-- Extract provided follows --

The gender identity service at Tavistock & Portman NHS Foundation Trust has been ordered to close by spring 2023.
It will be replaced by regional centres at existing children’s hospitals offering more “holistic care” with “strong links to mental health services”.
Tavistock’s Gender Identity Development Service (GIDS) clinic has been accused of rushing children into life-altering treatment on puberty blockers.
The paediatrician Dr Hilary Cass, who is leading a review of the service, has today issued a series of recommendations for a radical overhaul of how the NHS treats young people who are questioning their gender identity.
She found that the Tavistock clinic was “not a safe or viable long-term option” and that other mental health issues were “overshadowed” when gender was raised by children referred to the clinic.
Cass, former president of the Royal College of Paediatrics and Child Health, said the current model of a sole provider for gender services should be scrapped as it failed to meet the holistic needs of distressed and vulnerable teenagers.
She said Tavistock should be replaced by regional centres with an “appropriate multi-professional workforce to enable them to provide an integrated model of care that manages the holistic needs of this population”.
Amid concerns that the clinic fails to take into account wider health problems before putting children on puberty blockers, Cass added: “Staff should maintain a broad clinical perspective in order to embed the care of children and young people with gender uncertainty within a broader child and adolescent health context.”
NHS England, which commissioned Cass to review the service in September 2020, say they will implement her recommendations in full and decommission the Tavistock clinic.
They have announced they will launch two new clinics for children with gender dysphoria by spring 2023, which will bring together multiple doctors from a broad range of specialities.
The first, in London, will be based at Great Ormond Street Hospital and receive specialist mental health support from the South London and Maudsley NHS Foundation Trust.

-- Extract provided concluded --
-- Excerpted data follows --

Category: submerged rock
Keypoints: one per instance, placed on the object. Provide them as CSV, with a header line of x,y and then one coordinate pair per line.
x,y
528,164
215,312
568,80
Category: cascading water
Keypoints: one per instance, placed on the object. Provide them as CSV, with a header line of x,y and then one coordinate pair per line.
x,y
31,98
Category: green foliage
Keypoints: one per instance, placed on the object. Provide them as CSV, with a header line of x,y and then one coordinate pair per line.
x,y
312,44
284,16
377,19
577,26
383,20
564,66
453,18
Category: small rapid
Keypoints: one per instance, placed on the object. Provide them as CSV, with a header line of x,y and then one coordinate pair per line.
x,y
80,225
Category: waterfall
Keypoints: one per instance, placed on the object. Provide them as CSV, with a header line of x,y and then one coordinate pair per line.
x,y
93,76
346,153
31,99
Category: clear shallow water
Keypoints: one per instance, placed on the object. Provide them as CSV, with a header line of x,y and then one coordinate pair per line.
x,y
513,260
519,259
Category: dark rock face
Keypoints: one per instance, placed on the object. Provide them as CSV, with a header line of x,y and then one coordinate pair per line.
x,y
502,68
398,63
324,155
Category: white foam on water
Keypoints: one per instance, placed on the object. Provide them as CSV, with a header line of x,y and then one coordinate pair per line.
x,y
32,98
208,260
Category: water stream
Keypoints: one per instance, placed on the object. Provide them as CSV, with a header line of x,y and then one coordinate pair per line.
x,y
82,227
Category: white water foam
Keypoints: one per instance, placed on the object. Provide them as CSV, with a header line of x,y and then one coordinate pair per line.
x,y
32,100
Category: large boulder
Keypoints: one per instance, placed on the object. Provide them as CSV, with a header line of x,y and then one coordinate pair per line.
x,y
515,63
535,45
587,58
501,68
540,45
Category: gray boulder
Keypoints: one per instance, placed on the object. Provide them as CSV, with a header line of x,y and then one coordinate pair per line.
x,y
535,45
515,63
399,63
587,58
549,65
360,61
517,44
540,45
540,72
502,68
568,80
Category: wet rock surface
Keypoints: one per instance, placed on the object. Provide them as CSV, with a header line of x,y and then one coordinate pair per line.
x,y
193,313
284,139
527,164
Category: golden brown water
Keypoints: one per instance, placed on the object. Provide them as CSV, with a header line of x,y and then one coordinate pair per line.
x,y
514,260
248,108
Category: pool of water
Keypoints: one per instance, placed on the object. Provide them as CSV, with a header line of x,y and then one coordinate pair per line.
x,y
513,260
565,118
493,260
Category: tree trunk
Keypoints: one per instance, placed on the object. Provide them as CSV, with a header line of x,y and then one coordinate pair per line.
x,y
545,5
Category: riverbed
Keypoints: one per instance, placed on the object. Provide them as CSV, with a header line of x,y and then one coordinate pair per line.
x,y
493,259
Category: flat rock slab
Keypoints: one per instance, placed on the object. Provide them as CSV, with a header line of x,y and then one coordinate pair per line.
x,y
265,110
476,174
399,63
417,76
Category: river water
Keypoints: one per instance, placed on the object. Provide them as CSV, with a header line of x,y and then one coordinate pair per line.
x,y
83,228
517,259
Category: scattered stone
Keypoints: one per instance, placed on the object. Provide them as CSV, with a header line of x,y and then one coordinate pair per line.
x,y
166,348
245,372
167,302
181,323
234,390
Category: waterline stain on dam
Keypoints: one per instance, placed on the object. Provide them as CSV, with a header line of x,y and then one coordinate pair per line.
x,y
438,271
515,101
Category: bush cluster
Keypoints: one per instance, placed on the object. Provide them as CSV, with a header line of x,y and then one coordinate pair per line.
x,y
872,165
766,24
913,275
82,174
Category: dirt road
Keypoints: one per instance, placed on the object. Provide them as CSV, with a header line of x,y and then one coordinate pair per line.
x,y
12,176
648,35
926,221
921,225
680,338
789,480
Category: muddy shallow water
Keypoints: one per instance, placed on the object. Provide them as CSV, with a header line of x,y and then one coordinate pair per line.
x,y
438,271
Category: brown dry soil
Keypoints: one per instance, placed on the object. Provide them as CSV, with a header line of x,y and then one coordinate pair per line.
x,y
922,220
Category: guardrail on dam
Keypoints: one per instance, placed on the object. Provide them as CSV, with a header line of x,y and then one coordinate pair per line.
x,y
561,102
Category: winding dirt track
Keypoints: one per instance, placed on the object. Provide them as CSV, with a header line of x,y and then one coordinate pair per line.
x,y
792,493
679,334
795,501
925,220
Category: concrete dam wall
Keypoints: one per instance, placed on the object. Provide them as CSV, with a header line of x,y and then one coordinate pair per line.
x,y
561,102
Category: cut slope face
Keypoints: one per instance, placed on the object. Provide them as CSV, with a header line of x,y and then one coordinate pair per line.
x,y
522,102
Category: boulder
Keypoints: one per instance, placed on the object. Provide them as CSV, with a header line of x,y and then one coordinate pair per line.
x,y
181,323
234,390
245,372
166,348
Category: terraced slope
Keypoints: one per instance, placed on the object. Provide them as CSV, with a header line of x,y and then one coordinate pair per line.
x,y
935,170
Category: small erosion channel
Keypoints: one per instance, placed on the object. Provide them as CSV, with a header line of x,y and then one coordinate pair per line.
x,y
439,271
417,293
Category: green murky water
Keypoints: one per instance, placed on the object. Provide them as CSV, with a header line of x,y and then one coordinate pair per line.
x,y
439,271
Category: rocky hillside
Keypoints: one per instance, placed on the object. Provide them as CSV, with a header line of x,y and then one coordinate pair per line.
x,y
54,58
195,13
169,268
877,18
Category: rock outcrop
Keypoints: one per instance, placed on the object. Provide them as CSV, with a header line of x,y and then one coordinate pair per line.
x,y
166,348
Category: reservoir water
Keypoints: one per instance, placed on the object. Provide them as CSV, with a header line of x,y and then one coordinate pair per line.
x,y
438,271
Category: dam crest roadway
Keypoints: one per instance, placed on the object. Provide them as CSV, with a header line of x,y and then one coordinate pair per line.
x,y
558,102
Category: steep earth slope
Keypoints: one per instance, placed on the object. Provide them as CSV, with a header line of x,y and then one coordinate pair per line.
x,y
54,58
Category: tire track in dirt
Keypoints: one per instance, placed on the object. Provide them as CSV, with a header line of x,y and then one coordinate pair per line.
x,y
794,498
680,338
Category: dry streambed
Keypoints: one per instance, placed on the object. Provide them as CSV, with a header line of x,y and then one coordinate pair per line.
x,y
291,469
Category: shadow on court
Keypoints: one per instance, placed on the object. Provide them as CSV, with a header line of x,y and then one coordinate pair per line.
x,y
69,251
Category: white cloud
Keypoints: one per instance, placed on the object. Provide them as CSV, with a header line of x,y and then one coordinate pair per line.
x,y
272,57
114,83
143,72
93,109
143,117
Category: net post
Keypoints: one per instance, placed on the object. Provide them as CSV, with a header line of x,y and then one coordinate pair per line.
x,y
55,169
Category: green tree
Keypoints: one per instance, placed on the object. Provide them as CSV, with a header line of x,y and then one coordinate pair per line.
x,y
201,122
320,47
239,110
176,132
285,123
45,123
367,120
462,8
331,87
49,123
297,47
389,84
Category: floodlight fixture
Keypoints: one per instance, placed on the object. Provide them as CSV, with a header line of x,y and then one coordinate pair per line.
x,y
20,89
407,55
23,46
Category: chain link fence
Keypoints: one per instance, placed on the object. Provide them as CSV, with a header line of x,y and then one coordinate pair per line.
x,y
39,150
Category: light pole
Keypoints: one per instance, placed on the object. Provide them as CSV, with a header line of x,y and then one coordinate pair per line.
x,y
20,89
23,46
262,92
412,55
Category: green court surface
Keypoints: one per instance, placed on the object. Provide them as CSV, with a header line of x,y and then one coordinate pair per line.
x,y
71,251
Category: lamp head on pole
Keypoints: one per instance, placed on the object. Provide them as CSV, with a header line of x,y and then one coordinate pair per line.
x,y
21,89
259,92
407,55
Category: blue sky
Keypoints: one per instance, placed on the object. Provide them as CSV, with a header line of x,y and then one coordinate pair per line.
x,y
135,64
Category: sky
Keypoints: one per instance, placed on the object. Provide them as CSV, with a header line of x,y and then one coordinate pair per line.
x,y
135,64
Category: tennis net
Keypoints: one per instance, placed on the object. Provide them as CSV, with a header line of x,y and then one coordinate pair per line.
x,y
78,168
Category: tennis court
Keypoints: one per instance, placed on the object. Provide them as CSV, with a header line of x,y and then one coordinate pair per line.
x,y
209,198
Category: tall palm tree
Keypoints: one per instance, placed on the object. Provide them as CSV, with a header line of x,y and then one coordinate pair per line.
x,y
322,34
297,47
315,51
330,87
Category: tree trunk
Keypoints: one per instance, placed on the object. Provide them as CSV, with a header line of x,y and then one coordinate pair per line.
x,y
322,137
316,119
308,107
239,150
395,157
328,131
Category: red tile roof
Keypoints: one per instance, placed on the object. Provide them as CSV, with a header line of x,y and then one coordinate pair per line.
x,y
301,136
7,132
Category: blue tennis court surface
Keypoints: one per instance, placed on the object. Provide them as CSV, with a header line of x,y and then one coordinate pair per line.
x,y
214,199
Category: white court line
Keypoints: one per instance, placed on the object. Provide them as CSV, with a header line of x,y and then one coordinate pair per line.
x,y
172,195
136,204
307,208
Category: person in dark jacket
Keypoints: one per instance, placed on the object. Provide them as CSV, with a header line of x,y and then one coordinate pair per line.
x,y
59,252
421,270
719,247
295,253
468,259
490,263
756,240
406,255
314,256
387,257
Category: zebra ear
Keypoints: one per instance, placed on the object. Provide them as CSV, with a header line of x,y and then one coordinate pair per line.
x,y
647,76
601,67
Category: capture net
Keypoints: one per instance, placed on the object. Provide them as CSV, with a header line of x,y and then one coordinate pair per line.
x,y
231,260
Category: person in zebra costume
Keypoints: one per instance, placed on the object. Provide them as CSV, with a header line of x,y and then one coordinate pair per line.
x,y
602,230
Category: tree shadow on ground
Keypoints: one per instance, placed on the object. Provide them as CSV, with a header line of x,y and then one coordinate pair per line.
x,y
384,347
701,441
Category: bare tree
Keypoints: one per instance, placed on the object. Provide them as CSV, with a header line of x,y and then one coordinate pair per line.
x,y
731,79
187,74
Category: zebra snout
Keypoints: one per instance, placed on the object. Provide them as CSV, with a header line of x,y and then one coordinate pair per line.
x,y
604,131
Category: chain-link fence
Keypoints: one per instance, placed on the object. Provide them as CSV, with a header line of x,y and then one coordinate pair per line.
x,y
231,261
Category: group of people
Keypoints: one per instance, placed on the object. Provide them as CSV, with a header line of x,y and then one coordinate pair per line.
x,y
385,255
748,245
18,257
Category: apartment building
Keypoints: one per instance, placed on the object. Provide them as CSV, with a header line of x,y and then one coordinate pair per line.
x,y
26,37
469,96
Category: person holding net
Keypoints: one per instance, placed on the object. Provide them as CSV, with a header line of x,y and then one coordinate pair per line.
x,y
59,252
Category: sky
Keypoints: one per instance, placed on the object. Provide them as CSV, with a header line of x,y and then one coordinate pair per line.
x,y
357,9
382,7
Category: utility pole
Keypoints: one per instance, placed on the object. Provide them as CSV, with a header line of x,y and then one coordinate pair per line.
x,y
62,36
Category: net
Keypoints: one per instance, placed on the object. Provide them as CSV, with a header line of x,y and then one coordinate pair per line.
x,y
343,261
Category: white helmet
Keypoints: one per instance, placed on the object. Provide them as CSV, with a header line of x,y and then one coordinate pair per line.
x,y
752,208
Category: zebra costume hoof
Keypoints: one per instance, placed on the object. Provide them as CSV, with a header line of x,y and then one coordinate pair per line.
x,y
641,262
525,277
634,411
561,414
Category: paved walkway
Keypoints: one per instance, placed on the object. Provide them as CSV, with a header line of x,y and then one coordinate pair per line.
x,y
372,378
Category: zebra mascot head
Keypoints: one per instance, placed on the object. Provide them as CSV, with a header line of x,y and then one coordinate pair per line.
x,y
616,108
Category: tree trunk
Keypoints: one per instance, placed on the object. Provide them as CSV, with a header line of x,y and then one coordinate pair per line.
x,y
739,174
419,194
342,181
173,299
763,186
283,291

-- Excerpted data concluded --

**Task item A**
According to the text about the Tavistock clinic, when did NHS England commission Cass to review the service?
**Task item B**
Please say whether each statement agrees with the text about the Tavistock clinic: (i) The first new clinic will be based at Great Ormond Street Hospital. (ii) Cass is a former president of the Royal College of Psychiatrists. (iii) NHS England plans to implement only some of her recommendations.
The records were taken from a different source than the text.

**Task response A**
In September 2020.

**Task response B**
(i) Yes: "The first, in London, will be based at Great Ormond Street Hospital"
(ii) No: "former president of the Royal College of Paediatrics and Child Health"
(iii) No: "they will implement her recommendations in full"